◆ WHAT THE EXERCISE ASKS
Write out exactly the lines below that run from the line containing "Target — dirt road" through the last line of the records.

◆ INFORMATION GIVEN
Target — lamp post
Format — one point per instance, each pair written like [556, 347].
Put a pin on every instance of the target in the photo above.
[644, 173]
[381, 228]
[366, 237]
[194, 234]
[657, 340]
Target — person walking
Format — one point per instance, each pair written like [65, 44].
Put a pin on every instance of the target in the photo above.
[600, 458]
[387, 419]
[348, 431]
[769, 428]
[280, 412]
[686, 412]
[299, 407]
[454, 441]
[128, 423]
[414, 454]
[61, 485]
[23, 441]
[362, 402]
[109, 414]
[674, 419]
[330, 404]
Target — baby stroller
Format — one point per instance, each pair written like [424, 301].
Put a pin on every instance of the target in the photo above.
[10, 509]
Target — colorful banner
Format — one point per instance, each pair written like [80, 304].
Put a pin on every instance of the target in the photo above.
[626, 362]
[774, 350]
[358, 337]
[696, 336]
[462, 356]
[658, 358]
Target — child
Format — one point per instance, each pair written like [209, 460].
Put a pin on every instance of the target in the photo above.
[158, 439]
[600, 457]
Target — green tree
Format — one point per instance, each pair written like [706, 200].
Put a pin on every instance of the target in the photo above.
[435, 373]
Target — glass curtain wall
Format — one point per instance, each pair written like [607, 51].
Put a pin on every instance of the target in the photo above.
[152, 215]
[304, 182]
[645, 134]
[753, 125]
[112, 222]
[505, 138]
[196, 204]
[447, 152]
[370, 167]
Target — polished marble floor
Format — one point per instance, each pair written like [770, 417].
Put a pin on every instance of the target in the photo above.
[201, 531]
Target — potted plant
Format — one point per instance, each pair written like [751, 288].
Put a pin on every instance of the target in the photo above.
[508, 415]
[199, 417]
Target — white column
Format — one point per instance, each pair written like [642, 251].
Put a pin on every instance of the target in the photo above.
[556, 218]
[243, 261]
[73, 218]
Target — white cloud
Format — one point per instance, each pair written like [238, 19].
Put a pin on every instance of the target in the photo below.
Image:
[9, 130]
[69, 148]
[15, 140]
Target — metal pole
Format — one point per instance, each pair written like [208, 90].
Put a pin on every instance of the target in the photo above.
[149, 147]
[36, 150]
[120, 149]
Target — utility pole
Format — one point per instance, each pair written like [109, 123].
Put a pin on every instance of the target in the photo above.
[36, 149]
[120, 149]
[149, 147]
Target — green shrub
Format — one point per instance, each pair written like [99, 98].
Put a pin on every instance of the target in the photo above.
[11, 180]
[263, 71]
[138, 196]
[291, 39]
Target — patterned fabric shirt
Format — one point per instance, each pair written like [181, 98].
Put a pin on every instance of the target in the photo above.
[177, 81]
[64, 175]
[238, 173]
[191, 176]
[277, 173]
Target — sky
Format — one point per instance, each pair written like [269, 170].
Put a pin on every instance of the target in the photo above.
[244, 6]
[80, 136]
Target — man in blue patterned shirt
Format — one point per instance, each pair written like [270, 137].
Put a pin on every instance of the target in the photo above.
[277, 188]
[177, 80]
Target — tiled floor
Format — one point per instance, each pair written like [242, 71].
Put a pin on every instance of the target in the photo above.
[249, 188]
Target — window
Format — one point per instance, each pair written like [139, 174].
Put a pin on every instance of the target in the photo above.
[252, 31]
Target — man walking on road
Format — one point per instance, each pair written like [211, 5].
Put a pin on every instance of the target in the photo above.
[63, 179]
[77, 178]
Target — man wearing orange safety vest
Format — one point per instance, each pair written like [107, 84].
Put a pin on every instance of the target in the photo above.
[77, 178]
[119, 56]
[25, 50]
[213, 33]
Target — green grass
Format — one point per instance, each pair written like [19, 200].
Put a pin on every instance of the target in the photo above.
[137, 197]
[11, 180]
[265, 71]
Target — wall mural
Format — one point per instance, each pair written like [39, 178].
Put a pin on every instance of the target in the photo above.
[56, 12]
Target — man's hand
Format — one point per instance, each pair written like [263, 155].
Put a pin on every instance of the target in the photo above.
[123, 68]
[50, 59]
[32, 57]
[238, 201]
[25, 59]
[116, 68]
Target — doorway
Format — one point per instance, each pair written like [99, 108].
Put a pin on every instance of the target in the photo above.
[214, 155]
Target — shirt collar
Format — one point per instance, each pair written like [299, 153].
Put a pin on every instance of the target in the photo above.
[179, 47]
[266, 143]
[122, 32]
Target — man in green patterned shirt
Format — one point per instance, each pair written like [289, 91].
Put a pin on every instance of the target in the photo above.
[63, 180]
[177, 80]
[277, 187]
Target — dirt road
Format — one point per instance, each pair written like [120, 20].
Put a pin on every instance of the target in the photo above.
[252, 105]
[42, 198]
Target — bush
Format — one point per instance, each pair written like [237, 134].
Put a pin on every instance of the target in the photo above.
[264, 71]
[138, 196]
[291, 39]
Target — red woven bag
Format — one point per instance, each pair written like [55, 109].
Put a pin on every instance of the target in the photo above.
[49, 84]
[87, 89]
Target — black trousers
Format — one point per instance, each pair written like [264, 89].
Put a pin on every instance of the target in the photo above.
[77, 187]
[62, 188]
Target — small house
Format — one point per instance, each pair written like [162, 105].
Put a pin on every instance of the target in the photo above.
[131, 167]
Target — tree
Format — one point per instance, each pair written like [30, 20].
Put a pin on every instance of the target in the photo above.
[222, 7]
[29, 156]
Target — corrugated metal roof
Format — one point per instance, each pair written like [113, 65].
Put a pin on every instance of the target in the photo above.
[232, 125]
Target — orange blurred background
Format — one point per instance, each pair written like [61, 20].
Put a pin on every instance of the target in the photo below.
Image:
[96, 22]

◆ EXPECTED ANSWER
Target — dirt road
Format — one point per instance, each pair written like [120, 20].
Put a pin on every instance of the target in the photo above.
[252, 105]
[42, 198]
Target — bush
Format — one point per instance, each pair written like [237, 134].
Put a pin on every instance of the target in the photo above.
[264, 71]
[138, 196]
[291, 39]
Target — red woven bag
Format — one point per instance, each pair written like [55, 109].
Put a pin on every instance of the target in the photo above.
[49, 84]
[87, 89]
Target — black trousers
Format — one point per instance, each pair written like [264, 89].
Put a pin on every instance of the target in the photo above.
[77, 187]
[62, 188]
Target — small house
Format — one point per instance, each pair written like [162, 105].
Put a pin on every instance of the target in the photo above.
[131, 167]
Target — tree
Format — one point per instance, each pair written like [30, 20].
Put a pin on every instance of the target in the photo above.
[222, 7]
[29, 156]
Target — corrugated metal roof
Format — one point per instance, each pair written like [113, 65].
Put a pin on every instance of the target in the photo above.
[232, 125]
Target — orange blurred background
Format — one point per instance, each pair written like [61, 20].
Put a pin on every instance of the target in the photo below.
Image:
[96, 22]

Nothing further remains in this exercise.